> **TASK TO COMPLETE**
Transcribe every line of the records verbatim.

> **RECORDS SUPPLIED**
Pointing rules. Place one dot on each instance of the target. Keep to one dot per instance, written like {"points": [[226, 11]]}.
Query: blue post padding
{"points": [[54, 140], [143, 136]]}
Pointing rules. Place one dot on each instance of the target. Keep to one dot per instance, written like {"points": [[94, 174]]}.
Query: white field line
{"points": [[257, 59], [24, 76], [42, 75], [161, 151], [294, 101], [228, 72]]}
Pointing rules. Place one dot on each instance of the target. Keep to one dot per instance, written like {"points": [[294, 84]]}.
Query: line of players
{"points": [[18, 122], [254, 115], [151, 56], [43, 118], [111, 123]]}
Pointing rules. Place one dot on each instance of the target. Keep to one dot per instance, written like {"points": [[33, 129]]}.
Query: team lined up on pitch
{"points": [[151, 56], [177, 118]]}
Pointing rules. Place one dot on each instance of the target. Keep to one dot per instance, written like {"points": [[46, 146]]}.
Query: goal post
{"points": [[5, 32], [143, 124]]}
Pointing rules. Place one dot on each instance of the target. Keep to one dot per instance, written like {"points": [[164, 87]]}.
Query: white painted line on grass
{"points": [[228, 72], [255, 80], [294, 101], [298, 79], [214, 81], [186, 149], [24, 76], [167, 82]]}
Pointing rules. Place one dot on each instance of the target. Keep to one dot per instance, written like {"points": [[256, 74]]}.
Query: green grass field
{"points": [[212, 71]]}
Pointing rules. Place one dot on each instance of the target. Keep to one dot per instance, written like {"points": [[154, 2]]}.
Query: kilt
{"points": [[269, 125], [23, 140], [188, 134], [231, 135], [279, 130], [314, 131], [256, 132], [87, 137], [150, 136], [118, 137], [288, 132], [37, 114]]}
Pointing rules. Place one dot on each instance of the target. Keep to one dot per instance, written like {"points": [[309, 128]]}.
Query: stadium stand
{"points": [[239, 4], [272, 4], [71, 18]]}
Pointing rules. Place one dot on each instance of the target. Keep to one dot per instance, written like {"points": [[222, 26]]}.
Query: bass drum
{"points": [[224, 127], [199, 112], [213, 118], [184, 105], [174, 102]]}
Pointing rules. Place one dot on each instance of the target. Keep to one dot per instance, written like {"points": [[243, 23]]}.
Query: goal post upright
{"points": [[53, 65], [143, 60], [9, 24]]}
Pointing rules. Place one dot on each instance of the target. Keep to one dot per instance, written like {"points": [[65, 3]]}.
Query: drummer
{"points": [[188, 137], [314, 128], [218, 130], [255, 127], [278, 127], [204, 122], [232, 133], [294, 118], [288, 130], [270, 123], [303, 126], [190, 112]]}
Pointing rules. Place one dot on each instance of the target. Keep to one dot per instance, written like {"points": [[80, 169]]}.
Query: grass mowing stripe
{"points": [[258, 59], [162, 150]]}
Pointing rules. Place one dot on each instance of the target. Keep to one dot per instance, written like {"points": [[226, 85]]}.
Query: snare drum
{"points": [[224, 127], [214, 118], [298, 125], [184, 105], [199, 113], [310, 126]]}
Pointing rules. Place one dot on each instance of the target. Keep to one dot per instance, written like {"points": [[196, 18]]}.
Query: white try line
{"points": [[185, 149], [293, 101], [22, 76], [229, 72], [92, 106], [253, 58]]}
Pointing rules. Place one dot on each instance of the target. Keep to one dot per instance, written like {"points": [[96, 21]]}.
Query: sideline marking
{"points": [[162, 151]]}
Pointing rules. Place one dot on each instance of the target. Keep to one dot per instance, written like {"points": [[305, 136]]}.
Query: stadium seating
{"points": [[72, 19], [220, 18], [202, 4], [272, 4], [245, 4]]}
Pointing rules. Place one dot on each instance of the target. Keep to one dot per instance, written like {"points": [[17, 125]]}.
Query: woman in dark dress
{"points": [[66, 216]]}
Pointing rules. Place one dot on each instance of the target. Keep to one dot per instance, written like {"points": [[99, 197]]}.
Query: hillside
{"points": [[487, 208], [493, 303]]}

> **COMPLETE OUTPUT**
Pointing rules. Place one dot on each instance of the target. Keep to one dot per instance, written like {"points": [[226, 11]]}.
Query: blue post padding
{"points": [[54, 140], [143, 136]]}
Pointing rules. Place one dot on each instance of the target. Keep to one dot per instance, written like {"points": [[94, 174]]}.
Query: white field line
{"points": [[257, 59], [24, 76], [42, 75], [161, 151], [294, 101], [228, 72]]}
Pointing rules. Place one dot on each instance of the target. Keep to one dot per instance, written like {"points": [[294, 84]]}.
Query: line of players
{"points": [[18, 122], [254, 115], [151, 56], [43, 118], [111, 123]]}
Pointing rules. Place one dot on each instance of the target. Keep to one dot per instance, written like {"points": [[33, 129]]}.
Query: team lined up on pitch
{"points": [[151, 56], [177, 118]]}
Pointing rules. Place one dot on each instance of the target. Keep to one dot per instance, written like {"points": [[46, 146]]}.
Query: goal post
{"points": [[5, 32], [143, 124]]}
Pointing rules. Place one dot on each instance of the target. Keep to one dot per instance, written like {"points": [[164, 87]]}.
Query: white painted line on grass
{"points": [[228, 72], [255, 80], [294, 101], [298, 79], [214, 81], [186, 149], [24, 76], [167, 82]]}
Pointing rules. Place one dot on each instance of the target. Keep to one dot per instance, written like {"points": [[256, 74]]}.
Query: green grass field
{"points": [[212, 71]]}
Pointing rules. Place one dot on each instance of the target. Keep to one dot per instance, written like {"points": [[154, 2]]}.
Query: kilt
{"points": [[269, 125], [23, 140], [188, 134], [231, 135], [279, 130], [314, 131], [256, 132], [87, 137], [150, 136], [118, 137], [288, 132], [37, 114]]}
Pointing rules. Place one dot on each instance of the target. Keep to one dot per instance, written like {"points": [[309, 128]]}.
Query: stadium stand
{"points": [[239, 4], [272, 4], [71, 18]]}
Pointing rules. Place one dot on each instance of the target. Keep to one dot per instance, written like {"points": [[222, 26]]}.
Query: bass drum
{"points": [[224, 127], [199, 112], [213, 118], [184, 105], [174, 102]]}
Pointing rules. Place one dot on each instance of the target. Keep to one dot per instance, written like {"points": [[243, 23]]}.
Query: goal post upright
{"points": [[53, 65], [143, 60], [9, 24]]}
Pointing rules. Place one dot on each instance of the target. Keep to one dot per instance, written like {"points": [[65, 3]]}.
Query: drummer
{"points": [[188, 137], [314, 128], [218, 130], [255, 127], [278, 127], [204, 122], [232, 133], [294, 118], [288, 130], [270, 123], [303, 126], [190, 112]]}
Pointing rules. Place one dot on each instance of the target. Keep to one dot per instance, written like {"points": [[80, 169]]}.
Query: grass mowing stripe
{"points": [[258, 59], [162, 150]]}
Pointing rules. Place one dot on each instance of the target. Keep to one dot per instance, written like {"points": [[226, 85]]}.
Query: snare drum
{"points": [[224, 127], [214, 118], [298, 125], [184, 105], [199, 113], [310, 126]]}
Pointing rules. Place one dot on each instance of the target. Keep to one dot per instance, written like {"points": [[196, 18]]}.
Query: white try line
{"points": [[185, 149], [293, 101], [22, 76], [229, 72], [92, 106], [253, 58]]}
Pointing rules. Place one dot on each instance of the target. Keep to one dot per instance, written like {"points": [[96, 21]]}.
Query: sideline marking
{"points": [[162, 151]]}
Pointing rules. Place one dot on each instance of the target. Keep to one dot per instance, written like {"points": [[305, 136]]}.
Query: stadium seating
{"points": [[72, 19], [220, 18], [202, 4], [272, 4], [245, 4]]}
Pointing rules. Place one dot on each instance of the target. Keep to one dot per instance, written like {"points": [[17, 125]]}.
Query: woman in dark dress
{"points": [[66, 216]]}
Pointing rules. Place one dot on each instance of the target. Keep to one dot per instance, written like {"points": [[99, 197]]}.
Query: hillside
{"points": [[487, 208], [493, 303]]}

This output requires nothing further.